● **提示文**
:::
現実に似せた状況に身を置き、本物に近い感覚を知る“疑似体験”の場が増えている。「たとえ疑似でも現実に近い状況を体験した方が『案ずるより生むが易し』でパニックにならず、なってみないとわからないことへの共感が得られることもあります」とは精神科医の和田秀樹さん。
最近では、地震の避難や津波などの擬似体験をするスポットがある。モータースポーツの聖地の1つ、富士スピードウェイにあるのがトヨタ交通安全センター「モビリタ」もそんな擬似体験を提供している場のひとつだ。ここで飲酒運転疑似体験が始まったのが2006年10月。
これは同年8月の福岡での飲酒運転事故を受け、飲酒運転の怖さを知ってもらおうと企画したのがきっかけ。一般向け・企業向けの交通安全体験講習プログラムに組み込まれている。
「飲酒すると恐怖心がなくなってスピードを出しすぎ、通常の事故より死亡率が8倍に跳ね上がり、毎年約200人が亡くなります。飲酒運転するタイプに多いのが、遵法意識の低い人と、考えが甘く意志の弱い人。少量のアルコールでも脳に影響があり、飲酒状態で事故を起こせば仕事も家族も失う可能性があって取り返しがつかず、自分の人生も相手の家族の人生も狂わせます」と話すのは安全運転講習インストラクターの佐藤直人さんだ。
:::
● **データ抜粋**
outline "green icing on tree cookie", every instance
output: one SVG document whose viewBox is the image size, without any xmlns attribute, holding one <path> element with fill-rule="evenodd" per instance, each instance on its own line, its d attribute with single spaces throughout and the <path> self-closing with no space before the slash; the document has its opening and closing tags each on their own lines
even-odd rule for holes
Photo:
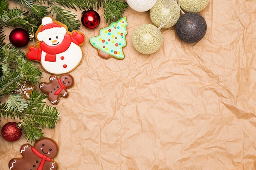
<svg viewBox="0 0 256 170">
<path fill-rule="evenodd" d="M 92 45 L 99 49 L 100 56 L 106 59 L 110 57 L 118 59 L 124 58 L 122 49 L 126 45 L 125 36 L 128 24 L 126 17 L 121 18 L 101 29 L 99 36 L 90 38 Z"/>
</svg>

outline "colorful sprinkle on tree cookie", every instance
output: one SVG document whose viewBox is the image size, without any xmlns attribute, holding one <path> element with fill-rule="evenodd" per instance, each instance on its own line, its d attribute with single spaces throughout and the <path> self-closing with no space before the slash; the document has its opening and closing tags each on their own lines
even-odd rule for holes
<svg viewBox="0 0 256 170">
<path fill-rule="evenodd" d="M 126 45 L 127 25 L 126 17 L 124 17 L 101 29 L 99 36 L 90 38 L 92 45 L 98 49 L 99 55 L 105 59 L 110 57 L 120 60 L 124 58 L 122 49 Z"/>
</svg>

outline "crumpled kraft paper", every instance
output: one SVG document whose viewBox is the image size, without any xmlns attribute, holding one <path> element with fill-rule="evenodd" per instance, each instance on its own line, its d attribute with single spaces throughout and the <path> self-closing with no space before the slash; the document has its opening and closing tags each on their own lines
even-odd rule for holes
<svg viewBox="0 0 256 170">
<path fill-rule="evenodd" d="M 89 42 L 109 24 L 101 8 L 99 26 L 79 30 L 84 56 L 70 73 L 69 97 L 56 106 L 61 119 L 44 130 L 58 145 L 58 169 L 256 169 L 256 9 L 253 0 L 211 0 L 200 13 L 207 25 L 202 40 L 186 43 L 175 26 L 161 29 L 161 47 L 145 55 L 132 37 L 152 24 L 149 11 L 129 7 L 119 60 L 100 57 Z M 72 11 L 81 20 L 81 11 Z M 13 120 L 1 117 L 0 125 Z M 27 143 L 24 135 L 12 143 L 0 137 L 0 169 Z"/>
</svg>

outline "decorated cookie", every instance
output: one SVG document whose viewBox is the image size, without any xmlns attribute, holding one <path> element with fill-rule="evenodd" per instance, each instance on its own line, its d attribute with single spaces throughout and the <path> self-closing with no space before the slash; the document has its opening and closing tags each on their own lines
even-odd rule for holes
<svg viewBox="0 0 256 170">
<path fill-rule="evenodd" d="M 110 57 L 120 60 L 124 58 L 122 49 L 126 45 L 127 25 L 126 17 L 124 17 L 101 29 L 99 36 L 90 38 L 90 43 L 98 50 L 100 57 L 105 59 Z"/>
<path fill-rule="evenodd" d="M 29 99 L 30 98 L 30 94 L 36 89 L 35 86 L 32 86 L 27 81 L 25 81 L 23 83 L 18 83 L 19 87 L 13 91 L 14 94 L 20 94 L 22 96 L 22 98 Z"/>
<path fill-rule="evenodd" d="M 70 33 L 66 25 L 52 17 L 43 18 L 35 36 L 36 46 L 29 46 L 27 57 L 40 62 L 49 73 L 60 75 L 70 72 L 82 60 L 80 46 L 84 43 L 85 35 L 76 30 Z"/>
<path fill-rule="evenodd" d="M 34 147 L 25 144 L 20 148 L 23 157 L 13 158 L 9 162 L 11 170 L 56 170 L 58 165 L 53 159 L 58 153 L 58 146 L 52 139 L 43 138 Z"/>
<path fill-rule="evenodd" d="M 68 93 L 67 89 L 71 87 L 74 84 L 73 77 L 70 74 L 63 74 L 58 78 L 56 75 L 50 76 L 50 82 L 41 82 L 39 88 L 42 92 L 48 94 L 47 98 L 53 104 L 58 103 L 61 96 L 67 97 Z"/>
</svg>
:::
● **取り組む課題**
1. 提示文のうち、「最近では、地震の避難や津波な」で始まり「トラクターの佐藤直人さんだ。」で終わる部分を、一字一句そのまま書き写してください。
2. 提示文に基づいて、次の問いに答えてください。
(a) トヨタ交通安全センター「モビリタ」は、どこにありますか。
(b) モビリタで飲酒運転疑似体験が始まったのは、何年何月ですか。
(c) 佐藤直人さんによると、飲酒運転の事故の死亡率は通常の事故の何倍ですか。

● **解答**
1.
最近では、地震の避難や津波などの擬似体験をするスポットがある。モータースポーツの聖地の1つ、富士スピードウェイにあるのがトヨタ交通安全センター「モビリタ」もそんな擬似体験を提供している場のひとつだ。ここで飲酒運転疑似体験が始まったのが2006年10月。
これは同年8月の福岡での飲酒運転事故を受け、飲酒運転の怖さを知ってもらおうと企画したのがきっかけ。一般向け・企業向けの交通安全体験講習プログラムに組み込まれている。
「飲酒すると恐怖心がなくなってスピードを出しすぎ、通常の事故より死亡率が8倍に跳ね上がり、毎年約200人が亡くなります。飲酒運転するタイプに多いのが、遵法意識の低い人と、考えが甘く意志の弱い人。少量のアルコールでも脳に影響があり、飲酒状態で事故を起こせば仕事も家族も失う可能性があって取り返しがつかず、自分の人生も相手の家族の人生も狂わせます」と話すのは安全運転講習インストラクターの佐藤直人さんだ。

2.
(a) 富士スピードウェイにあります。
(b) 2006年10月です。
(c) 8倍です。